### Supplied material

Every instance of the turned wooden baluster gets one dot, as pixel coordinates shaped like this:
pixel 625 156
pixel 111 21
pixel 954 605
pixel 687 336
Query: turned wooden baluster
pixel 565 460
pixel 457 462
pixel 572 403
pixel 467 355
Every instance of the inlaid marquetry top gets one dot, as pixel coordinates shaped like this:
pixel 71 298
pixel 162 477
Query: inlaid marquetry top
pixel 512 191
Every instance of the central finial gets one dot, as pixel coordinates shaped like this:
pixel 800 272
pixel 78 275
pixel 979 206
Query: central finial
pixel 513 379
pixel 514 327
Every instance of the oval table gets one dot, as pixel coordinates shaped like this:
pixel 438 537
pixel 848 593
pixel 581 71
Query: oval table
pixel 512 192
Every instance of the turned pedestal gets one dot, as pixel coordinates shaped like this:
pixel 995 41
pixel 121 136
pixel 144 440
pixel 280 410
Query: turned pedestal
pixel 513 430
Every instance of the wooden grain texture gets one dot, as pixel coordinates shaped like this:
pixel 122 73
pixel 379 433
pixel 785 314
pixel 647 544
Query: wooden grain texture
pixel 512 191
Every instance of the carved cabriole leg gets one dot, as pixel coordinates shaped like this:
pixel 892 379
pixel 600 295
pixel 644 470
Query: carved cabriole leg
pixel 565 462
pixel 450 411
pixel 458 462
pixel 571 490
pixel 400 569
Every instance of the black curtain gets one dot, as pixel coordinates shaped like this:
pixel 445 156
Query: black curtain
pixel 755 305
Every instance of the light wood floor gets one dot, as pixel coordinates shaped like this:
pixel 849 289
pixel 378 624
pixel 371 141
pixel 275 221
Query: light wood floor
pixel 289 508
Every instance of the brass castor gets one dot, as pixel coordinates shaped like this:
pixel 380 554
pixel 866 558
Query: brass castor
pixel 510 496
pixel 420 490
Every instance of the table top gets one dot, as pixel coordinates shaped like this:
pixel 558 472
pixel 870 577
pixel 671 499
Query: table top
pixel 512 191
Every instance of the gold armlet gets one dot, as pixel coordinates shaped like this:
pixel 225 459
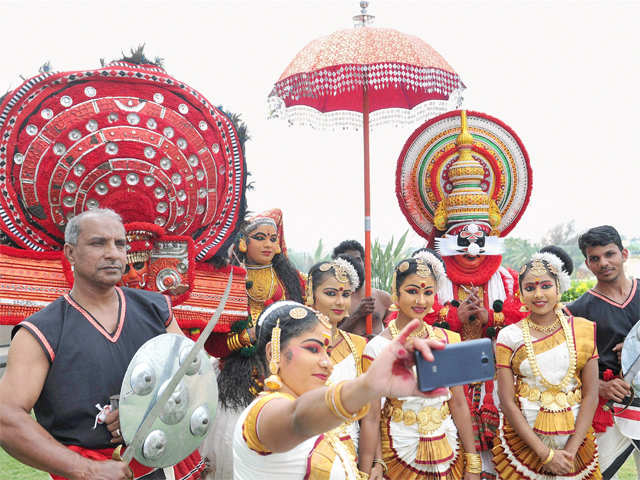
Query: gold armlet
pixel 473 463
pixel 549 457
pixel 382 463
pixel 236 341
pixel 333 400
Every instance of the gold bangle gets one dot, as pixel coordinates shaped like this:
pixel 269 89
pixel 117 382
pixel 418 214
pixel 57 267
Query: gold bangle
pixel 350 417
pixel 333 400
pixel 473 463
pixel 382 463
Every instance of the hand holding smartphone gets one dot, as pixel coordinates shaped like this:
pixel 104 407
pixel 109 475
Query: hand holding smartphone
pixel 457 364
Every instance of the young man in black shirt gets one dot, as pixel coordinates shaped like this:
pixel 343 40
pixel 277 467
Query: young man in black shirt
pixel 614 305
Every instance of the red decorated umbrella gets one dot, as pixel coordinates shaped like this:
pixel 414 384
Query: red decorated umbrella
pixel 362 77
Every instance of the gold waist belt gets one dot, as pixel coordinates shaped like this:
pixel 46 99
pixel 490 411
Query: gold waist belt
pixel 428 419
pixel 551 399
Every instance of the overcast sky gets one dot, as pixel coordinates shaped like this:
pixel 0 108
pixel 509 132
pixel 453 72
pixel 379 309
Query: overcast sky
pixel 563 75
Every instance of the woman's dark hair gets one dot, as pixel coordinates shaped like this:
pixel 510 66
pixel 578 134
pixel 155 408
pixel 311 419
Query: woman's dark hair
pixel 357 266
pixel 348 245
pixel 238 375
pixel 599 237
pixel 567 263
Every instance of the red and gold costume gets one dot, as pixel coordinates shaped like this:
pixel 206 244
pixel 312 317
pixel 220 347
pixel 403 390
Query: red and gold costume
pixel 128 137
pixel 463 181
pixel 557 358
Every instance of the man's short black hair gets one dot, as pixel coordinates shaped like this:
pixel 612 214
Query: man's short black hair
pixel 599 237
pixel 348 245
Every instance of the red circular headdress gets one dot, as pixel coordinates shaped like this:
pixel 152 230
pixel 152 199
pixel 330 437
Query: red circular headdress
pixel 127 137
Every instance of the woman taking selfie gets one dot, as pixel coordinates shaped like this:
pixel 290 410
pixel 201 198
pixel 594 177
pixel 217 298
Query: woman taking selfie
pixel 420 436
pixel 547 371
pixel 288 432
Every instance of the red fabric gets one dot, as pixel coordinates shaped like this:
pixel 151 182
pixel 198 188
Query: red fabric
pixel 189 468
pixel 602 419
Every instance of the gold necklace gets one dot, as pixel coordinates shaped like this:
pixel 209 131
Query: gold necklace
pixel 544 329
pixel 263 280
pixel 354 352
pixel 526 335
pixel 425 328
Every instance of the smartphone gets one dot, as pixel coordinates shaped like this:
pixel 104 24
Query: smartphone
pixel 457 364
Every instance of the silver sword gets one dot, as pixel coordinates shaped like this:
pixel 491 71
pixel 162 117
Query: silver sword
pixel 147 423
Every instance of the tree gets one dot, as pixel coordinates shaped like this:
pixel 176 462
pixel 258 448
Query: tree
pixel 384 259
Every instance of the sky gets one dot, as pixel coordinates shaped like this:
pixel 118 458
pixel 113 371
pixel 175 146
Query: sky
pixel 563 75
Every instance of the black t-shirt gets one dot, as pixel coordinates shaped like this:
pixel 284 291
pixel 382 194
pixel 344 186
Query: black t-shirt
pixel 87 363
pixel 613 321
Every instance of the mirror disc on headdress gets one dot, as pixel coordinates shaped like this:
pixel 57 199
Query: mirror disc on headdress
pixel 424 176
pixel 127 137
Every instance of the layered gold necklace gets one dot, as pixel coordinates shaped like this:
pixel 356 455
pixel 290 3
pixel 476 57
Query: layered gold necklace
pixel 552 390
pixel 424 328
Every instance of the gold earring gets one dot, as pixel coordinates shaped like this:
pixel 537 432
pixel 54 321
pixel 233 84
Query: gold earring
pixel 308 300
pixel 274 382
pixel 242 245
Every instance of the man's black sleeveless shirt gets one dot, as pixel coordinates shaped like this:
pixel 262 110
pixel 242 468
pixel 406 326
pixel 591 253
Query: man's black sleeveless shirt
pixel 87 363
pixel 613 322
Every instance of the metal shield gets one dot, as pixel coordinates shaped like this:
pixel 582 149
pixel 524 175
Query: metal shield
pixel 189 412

######

### [Exercise brief]
Reproduce the records word for word, starting at the line that contains "Every instance of the young" and ending at the line that contains "pixel 288 432", with both of those lines included.

### [Exercise output]
Every instance of the young man in black shirt gets one dot, as pixel coordinates shaped like this:
pixel 343 40
pixel 277 467
Query: young man in black shirt
pixel 614 305
Every instance of the red decorated umbrella gets one dot, as pixel coordinates shaped like this:
pixel 414 384
Query: red decorated umbrella
pixel 362 77
Every instance of the gold waist belt gets one dot, as pixel coordinates shaped like this:
pixel 46 99
pixel 490 411
Query: gold waist belt
pixel 428 419
pixel 551 399
Every instance of the overcast sky gets one dot, as pixel coordinates shaped like this:
pixel 0 108
pixel 509 132
pixel 453 72
pixel 379 309
Query: overcast sky
pixel 563 75
Every instance of the woman's dark hair gets one dot, as pixel coordinates shaped like this:
pixel 510 66
pixel 578 134
pixel 155 408
pixel 311 419
Query: woman's dark hair
pixel 357 266
pixel 348 245
pixel 238 375
pixel 599 237
pixel 567 263
Every instance of the red and gold costume gets one dot, as pixel coordinates shaped like this:
pixel 206 244
pixel 312 317
pixel 220 347
pixel 403 390
Query: red and gold costume
pixel 128 137
pixel 463 181
pixel 557 358
Every instance of the man's short black hair gets one dot, as pixel coordinates shaped like this:
pixel 612 214
Query: man's short black hair
pixel 599 237
pixel 348 245
Every instance of the red circular headdress gets one dot, as pixel coordinates shaped like this:
pixel 152 230
pixel 152 199
pixel 330 437
Query: red circular headdress
pixel 127 137
Every instance of the woman taking selfie gets one dot, as pixel coordinates shaped like this:
pixel 290 410
pixel 201 198
pixel 594 177
pixel 217 298
Query: woman taking selfie
pixel 420 436
pixel 547 371
pixel 288 432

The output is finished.